To do:
Return each entry exactly, so that nothing in the data differs from the original.

Records drawn from a dataset:
== Segment start ==

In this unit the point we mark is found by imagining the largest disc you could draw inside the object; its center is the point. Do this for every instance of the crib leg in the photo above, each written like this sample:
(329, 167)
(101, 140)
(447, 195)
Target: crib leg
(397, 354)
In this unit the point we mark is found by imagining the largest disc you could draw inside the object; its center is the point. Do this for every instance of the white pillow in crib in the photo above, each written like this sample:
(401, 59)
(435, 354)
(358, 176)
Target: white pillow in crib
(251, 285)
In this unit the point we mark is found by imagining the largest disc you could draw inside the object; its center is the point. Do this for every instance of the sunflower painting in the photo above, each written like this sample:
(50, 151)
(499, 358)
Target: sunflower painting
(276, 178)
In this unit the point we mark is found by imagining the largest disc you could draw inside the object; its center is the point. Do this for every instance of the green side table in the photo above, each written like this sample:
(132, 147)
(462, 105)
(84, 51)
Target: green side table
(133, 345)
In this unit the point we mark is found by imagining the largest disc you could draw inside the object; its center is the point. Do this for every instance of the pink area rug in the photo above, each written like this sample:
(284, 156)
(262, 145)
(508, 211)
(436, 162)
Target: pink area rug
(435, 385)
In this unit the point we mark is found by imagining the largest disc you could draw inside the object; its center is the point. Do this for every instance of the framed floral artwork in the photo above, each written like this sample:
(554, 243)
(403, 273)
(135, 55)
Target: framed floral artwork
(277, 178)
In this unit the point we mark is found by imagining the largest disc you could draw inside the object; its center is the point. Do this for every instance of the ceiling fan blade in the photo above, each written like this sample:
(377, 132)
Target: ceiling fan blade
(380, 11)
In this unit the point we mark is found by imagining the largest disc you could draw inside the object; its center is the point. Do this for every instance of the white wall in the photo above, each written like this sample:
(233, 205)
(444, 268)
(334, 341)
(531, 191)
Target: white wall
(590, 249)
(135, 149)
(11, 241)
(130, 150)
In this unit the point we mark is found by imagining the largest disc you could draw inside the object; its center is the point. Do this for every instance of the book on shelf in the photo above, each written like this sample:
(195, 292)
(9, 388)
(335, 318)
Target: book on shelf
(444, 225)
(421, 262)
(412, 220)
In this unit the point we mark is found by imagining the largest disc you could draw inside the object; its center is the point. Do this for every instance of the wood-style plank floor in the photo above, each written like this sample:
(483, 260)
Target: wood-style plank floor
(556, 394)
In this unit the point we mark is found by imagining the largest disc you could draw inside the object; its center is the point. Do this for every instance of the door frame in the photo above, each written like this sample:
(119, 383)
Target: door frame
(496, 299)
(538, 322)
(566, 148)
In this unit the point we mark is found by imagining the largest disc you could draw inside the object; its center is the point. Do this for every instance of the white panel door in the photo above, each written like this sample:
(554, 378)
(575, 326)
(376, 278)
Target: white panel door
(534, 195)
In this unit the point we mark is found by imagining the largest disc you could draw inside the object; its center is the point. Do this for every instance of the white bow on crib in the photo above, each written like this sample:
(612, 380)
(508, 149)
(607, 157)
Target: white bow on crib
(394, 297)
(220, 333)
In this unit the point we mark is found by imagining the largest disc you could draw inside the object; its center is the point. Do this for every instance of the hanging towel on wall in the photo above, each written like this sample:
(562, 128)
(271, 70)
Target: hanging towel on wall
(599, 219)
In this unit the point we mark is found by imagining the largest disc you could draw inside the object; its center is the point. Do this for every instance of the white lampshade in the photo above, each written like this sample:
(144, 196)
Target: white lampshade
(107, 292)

== Segment end ==

Exercise answer:
In this unit the point we mark is found by imagining the largest disc you could draw inside the object; its center is the point. Do this for every instance of the crib leg in the photo above, each written like this sample:
(329, 167)
(101, 140)
(447, 195)
Target: crib leg
(397, 354)
In this unit the point we mark is found by imagining the largest disc you could draw inside the object; its center is the point. Do this for every instance of the white pillow in crib in the photo above, each written like this sample:
(401, 59)
(435, 354)
(358, 176)
Target: white pillow in crib
(251, 285)
In this unit the point we mark is found by imagining the largest disc you could draw inside the object; its center is the point. Do this for every instance of the sunflower painting in the photo above, each written like this sample:
(50, 151)
(499, 358)
Target: sunflower painting
(276, 178)
In this unit the point we mark is found by imagining the largest disc you could draw inside the object; its center is the point. Do this for every instance of the green side table in the photo above, each written like this sample:
(132, 147)
(462, 105)
(84, 51)
Target: green side table
(133, 345)
In this unit the point we mark is found by imagining the largest disc you could draw inside the object; its center is the point. Do this for every instance of the pink area rug in the photo above, each written like this sample:
(284, 156)
(262, 145)
(508, 211)
(436, 162)
Target: pink area rug
(435, 385)
In this unit the point we mark is found by imagining the largest disc you could draw inside the object; its center is the point. Do this for every instance of the framed floral artwork in the photo above, each written like this sample:
(554, 243)
(403, 273)
(135, 55)
Target: framed floral artwork
(277, 178)
In this unit the point we mark is found by imagining the largest disc you could draw inside the object; its center is the point. Do this for every instance of the ceiling fan blade in the photo above, each written like this sample:
(377, 132)
Target: ceiling fan blade
(380, 11)
In this unit the point we mark is found by imagining the largest disc you could draw inside the object; its center is the point. Do this for every instance of the white wall in the photo above, each written like this sample:
(233, 205)
(444, 268)
(334, 341)
(531, 191)
Target: white wall
(590, 249)
(135, 149)
(11, 241)
(130, 150)
In this unit the point we mark is found by imagining the largest disc you could draw inside the object; its center is the point. Do this for every instance of the book on shelf in the photo above, each written like this sample:
(195, 292)
(9, 388)
(335, 318)
Target: book on shelf
(444, 225)
(421, 262)
(412, 220)
In this unit the point we mark is found by imagining the largest disc you could draw inside the object; its center is the point. Do this for every instance of the wood-style plank floor in the photo above, each written like this sample:
(483, 260)
Target: wood-style plank floor
(556, 394)
In this unit the point we mark is found by imagining the largest disc you could draw inside the object; its center is the point. Do this for every instance of the door frame in the photo above, each written like this sample:
(119, 383)
Target: door frame
(496, 299)
(538, 322)
(566, 148)
In this unit the point we mark is found by imagining the largest disc you could draw inside the object; its center is the point. Do this for every instance of the white panel door in the photo above, each written like this sample:
(554, 378)
(575, 326)
(376, 278)
Target: white panel door
(534, 195)
In this unit the point we mark is found by imagining the largest disc you could draw inside the object; its center is the point. Do this for every instance of the white bow on crib in the photo above, each written like this sample:
(612, 380)
(508, 149)
(607, 157)
Target: white bow on crib
(394, 297)
(220, 333)
In this unit the point we mark is found by imagining the largest disc you could draw inside the object; its center is the point. Do this for every instance of the hanging towel on wall in the photo above, each written like this sample:
(562, 128)
(271, 70)
Target: hanging towel on wall
(599, 219)
In this unit the point we mark is found by imagining the largest disc you could draw inside the object; its center is the point. Do this for every instance of the white lampshade in the photo above, each written like this sample:
(144, 196)
Target: white lampshade
(107, 292)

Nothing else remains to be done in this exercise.